Tally the lines below that contain "right". The number is the whole answer.

Entries taken from a collection:
BEGIN

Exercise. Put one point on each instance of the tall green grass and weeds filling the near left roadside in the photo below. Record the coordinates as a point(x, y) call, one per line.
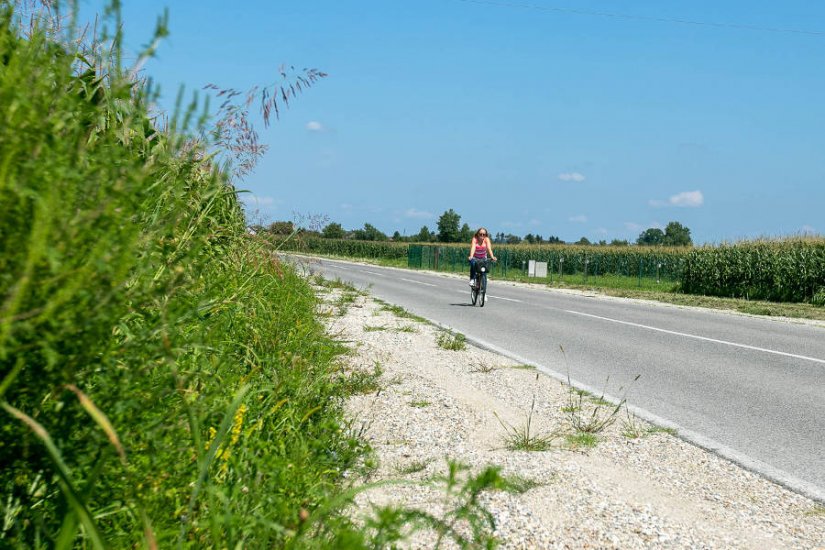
point(164, 381)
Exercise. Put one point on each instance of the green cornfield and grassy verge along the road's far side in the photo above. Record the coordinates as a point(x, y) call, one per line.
point(784, 278)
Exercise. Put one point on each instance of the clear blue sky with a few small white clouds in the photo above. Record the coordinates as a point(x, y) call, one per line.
point(571, 118)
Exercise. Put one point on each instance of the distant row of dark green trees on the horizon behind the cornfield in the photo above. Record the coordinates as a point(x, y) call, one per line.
point(449, 229)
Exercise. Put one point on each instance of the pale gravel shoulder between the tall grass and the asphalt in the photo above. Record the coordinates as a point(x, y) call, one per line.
point(649, 491)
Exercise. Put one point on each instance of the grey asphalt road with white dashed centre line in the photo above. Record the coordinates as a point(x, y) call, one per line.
point(750, 389)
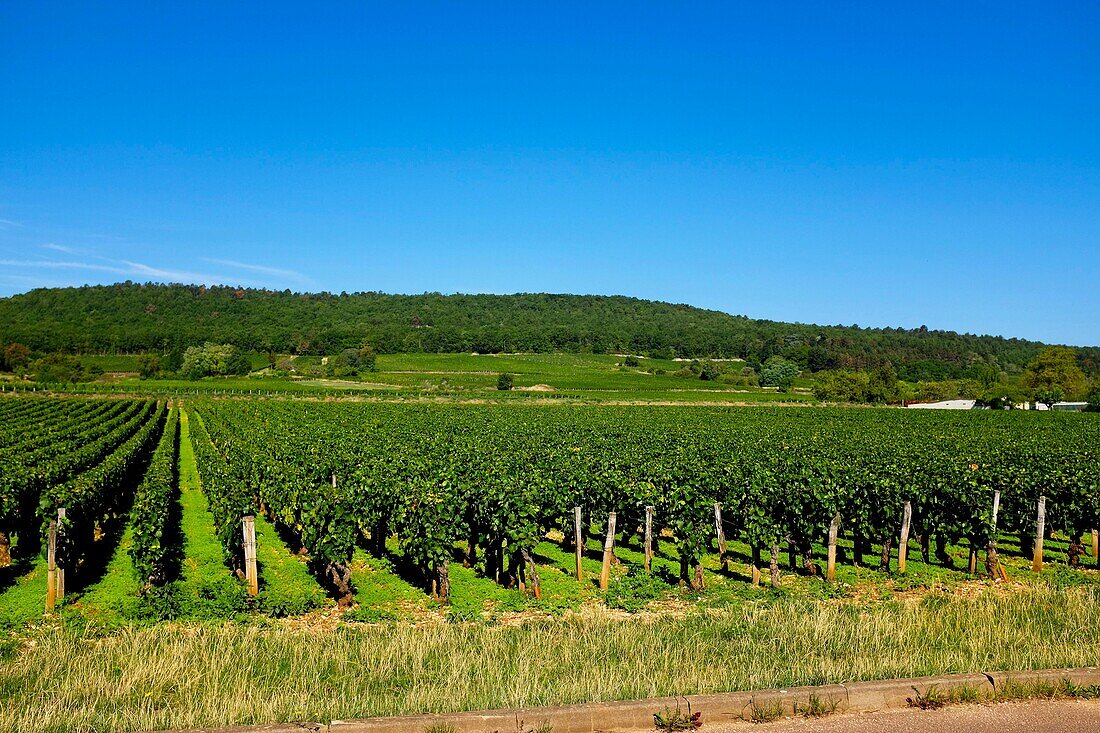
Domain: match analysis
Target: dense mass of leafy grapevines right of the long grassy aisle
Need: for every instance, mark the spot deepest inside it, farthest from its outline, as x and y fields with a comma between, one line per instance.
x=499, y=478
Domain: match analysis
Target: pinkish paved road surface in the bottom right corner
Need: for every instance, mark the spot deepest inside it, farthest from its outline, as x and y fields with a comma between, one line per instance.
x=1033, y=717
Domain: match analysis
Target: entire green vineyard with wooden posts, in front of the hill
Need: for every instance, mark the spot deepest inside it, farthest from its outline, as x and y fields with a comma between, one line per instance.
x=301, y=502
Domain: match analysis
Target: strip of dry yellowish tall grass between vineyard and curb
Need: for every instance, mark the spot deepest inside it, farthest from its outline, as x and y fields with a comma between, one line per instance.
x=205, y=675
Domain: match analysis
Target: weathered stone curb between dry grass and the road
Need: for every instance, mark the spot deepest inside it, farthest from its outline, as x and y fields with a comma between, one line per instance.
x=717, y=709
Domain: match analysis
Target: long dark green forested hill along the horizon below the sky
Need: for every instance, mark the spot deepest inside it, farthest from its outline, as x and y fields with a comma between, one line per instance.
x=134, y=318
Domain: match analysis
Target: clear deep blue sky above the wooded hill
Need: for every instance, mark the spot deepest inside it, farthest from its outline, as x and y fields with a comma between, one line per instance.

END

_Answer to the exercise_
2